> Object point records
START

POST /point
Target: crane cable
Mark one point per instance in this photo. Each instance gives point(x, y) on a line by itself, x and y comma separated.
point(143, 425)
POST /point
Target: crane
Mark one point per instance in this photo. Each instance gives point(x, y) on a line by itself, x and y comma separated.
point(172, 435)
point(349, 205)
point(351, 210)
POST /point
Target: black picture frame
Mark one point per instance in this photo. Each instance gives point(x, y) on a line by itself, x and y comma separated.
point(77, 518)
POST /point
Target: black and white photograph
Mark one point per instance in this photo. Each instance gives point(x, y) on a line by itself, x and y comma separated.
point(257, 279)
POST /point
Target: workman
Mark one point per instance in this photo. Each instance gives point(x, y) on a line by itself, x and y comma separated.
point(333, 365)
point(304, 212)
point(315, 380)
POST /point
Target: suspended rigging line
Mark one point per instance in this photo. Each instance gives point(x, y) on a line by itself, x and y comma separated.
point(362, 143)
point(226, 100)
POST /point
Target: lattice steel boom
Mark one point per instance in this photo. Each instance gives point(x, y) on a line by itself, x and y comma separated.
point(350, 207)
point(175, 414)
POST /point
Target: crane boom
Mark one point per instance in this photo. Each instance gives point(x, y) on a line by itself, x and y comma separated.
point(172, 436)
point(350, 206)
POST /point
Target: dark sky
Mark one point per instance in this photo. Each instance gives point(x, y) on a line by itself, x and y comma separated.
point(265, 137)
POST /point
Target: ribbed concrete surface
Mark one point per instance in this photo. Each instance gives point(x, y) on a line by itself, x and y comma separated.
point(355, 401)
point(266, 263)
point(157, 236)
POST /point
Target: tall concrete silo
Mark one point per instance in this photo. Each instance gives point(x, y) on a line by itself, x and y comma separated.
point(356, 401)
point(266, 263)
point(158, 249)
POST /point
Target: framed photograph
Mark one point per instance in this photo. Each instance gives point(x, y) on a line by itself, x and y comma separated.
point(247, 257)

END

> GIVEN PROBLEM
Can you reproduce all of the records above word for word, keeping them in the same order?

> REPLY TO THE EXERCISE
POST /point
Target: crane cable
Mark one point per instance in this photo. Each instance gives point(x, y) on a line by itself, x and y comma separated.
point(143, 425)
POST /point
Target: crane
Mark one point per instance in this photo. Each instance gives point(x, y) on a line by itself, x and y comma separated.
point(172, 435)
point(349, 205)
point(351, 210)
POST /point
Target: black picture frame
Mark one point per instance in this photo. Each instance gives point(x, y) on a line by itself, x and y comma separated.
point(77, 518)
POST /point
Target: black and white photograph
Mark one point per instance in this photo. Each instance gives point(x, y) on a line by itself, x and y comma separated.
point(257, 279)
POST /point
Target: workman
Mark one point per instance in this photo. Each instance gives point(x, y) on a line by itself, x and y comma separated.
point(333, 365)
point(304, 212)
point(315, 380)
POST /point
Target: suspended rigging line
Mark one point per instance in this photo. Each instance gives point(x, y) on a line by itself, x and y comma separated.
point(362, 143)
point(226, 100)
POST /point
Target: lattice steel boom
Mark one point per instance in this photo. Each instance gives point(x, y) on a line by itself, x and y comma separated.
point(350, 207)
point(175, 414)
POST /point
Target: crane boom
Mark one point per instance in this photo. Each instance gives point(x, y) on a line by itself, x and y comma separated.
point(172, 436)
point(350, 206)
POST /point
Target: dark sky
Mark one point per instance in this photo. Each instance gives point(x, y) on a line by itself, x and y comma separated.
point(265, 137)
POST /point
Target: ribbed concrete surface
Mark one point per instance in this photo. Each instance gives point(x, y) on a line by itself, x and y comma separated.
point(355, 401)
point(266, 263)
point(157, 236)
POST /point
Target: tall concrete silo
Mark one point per instance in this photo. Each instance gives point(x, y) on a line by itself, x and y comma separated.
point(356, 401)
point(266, 263)
point(158, 249)
POST /point
Target: framed photograph
Mark one point per instance in this photo. Each instance gives point(x, y) on a line by itself, x and y comma separated.
point(247, 257)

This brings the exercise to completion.